─── Entries shown ───

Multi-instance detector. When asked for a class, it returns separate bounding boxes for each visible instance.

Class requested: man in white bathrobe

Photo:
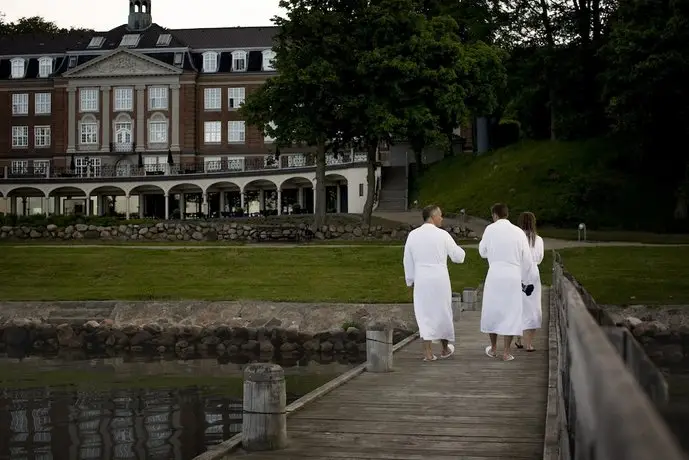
[478,203,533,361]
[404,206,464,361]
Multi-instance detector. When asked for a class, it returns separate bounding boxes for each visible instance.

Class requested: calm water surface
[0,358,353,460]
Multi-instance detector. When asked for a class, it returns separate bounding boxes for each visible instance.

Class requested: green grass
[417,139,673,229]
[0,246,689,304]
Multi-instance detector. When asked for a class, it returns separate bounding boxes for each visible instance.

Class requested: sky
[0,0,281,31]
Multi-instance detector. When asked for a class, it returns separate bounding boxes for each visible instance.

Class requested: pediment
[63,49,182,78]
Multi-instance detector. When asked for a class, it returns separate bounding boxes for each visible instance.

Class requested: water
[0,357,352,460]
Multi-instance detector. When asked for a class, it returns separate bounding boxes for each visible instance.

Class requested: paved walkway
[224,302,550,460]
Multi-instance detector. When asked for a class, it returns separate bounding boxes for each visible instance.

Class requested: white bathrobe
[522,235,545,330]
[478,219,533,335]
[404,224,466,342]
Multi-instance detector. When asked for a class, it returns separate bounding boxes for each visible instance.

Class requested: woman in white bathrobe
[516,212,545,351]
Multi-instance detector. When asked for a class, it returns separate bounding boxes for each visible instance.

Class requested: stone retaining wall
[0,319,412,358]
[0,221,476,241]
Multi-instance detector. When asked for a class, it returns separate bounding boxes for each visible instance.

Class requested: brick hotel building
[0,0,376,218]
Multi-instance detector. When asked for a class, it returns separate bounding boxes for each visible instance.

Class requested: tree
[241,0,346,227]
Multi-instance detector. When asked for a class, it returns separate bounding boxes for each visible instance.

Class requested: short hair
[421,204,440,222]
[490,203,510,219]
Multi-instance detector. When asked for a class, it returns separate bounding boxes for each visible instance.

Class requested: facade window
[74,157,101,177]
[79,119,98,145]
[227,121,246,142]
[79,88,100,112]
[232,51,246,72]
[263,121,277,144]
[148,86,167,110]
[203,88,222,110]
[115,88,134,112]
[12,126,29,148]
[33,126,50,147]
[38,57,53,78]
[148,118,167,144]
[227,88,246,109]
[34,93,52,115]
[10,58,26,78]
[203,121,222,144]
[263,50,275,71]
[12,160,29,174]
[33,160,50,175]
[12,93,29,115]
[203,51,218,73]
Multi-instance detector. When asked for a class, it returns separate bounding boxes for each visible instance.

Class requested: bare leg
[502,335,512,361]
[524,329,536,351]
[488,334,498,354]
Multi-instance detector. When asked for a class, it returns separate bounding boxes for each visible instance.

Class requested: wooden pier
[224,289,549,460]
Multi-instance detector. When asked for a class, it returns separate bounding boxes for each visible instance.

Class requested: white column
[134,85,146,152]
[170,85,180,152]
[100,86,112,152]
[67,88,77,153]
[278,189,282,216]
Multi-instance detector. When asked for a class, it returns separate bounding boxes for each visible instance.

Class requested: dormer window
[156,34,172,46]
[203,51,218,72]
[232,51,247,72]
[87,37,105,48]
[120,34,141,48]
[38,57,53,78]
[10,58,26,78]
[263,50,275,71]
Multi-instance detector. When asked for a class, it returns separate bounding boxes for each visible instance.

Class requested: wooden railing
[544,253,685,460]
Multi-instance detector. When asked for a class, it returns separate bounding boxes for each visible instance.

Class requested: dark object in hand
[522,284,534,297]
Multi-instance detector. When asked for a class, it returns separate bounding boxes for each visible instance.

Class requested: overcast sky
[0,0,281,30]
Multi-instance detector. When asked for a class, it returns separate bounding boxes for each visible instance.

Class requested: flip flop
[440,343,455,359]
[486,345,497,358]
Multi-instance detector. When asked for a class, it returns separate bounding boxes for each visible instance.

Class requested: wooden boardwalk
[231,289,549,460]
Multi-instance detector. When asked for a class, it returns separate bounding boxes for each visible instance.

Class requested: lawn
[0,246,689,304]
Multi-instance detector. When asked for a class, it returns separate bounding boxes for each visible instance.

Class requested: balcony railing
[2,152,366,179]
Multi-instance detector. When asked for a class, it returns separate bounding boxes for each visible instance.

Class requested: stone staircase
[376,166,407,211]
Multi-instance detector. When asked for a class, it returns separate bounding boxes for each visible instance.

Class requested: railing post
[242,363,287,451]
[462,289,478,311]
[366,323,393,372]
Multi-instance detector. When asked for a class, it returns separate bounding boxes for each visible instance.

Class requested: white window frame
[10,58,26,78]
[113,86,134,112]
[203,51,220,73]
[10,160,29,174]
[12,93,29,115]
[33,125,51,149]
[120,34,141,48]
[38,56,53,78]
[203,121,222,144]
[34,93,53,115]
[203,88,222,111]
[232,50,249,72]
[227,88,246,110]
[148,118,168,144]
[79,88,100,113]
[227,120,246,144]
[148,86,168,110]
[79,119,98,145]
[261,49,275,72]
[12,126,29,149]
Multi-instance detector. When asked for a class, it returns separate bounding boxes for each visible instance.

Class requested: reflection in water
[0,360,350,460]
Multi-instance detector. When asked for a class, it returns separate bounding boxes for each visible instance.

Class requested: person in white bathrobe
[403,206,466,361]
[515,212,545,352]
[478,203,533,361]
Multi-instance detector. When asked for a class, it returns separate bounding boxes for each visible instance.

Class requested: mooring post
[366,323,393,372]
[242,363,287,451]
[462,289,478,311]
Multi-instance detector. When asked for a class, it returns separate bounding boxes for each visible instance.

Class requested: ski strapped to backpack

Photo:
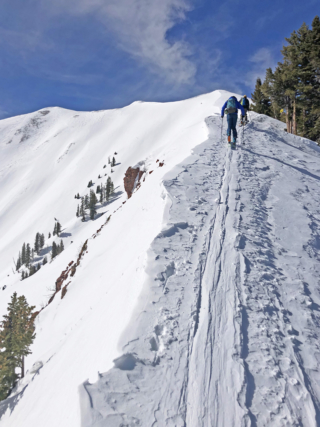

───

Prompt:
From the listing above, gather and copy every line containing the string "railing". Treat uppercase and lowercase as distinct.

Task answer:
Class requested: wooden railing
Class requested: balcony railing
Class requested: railing post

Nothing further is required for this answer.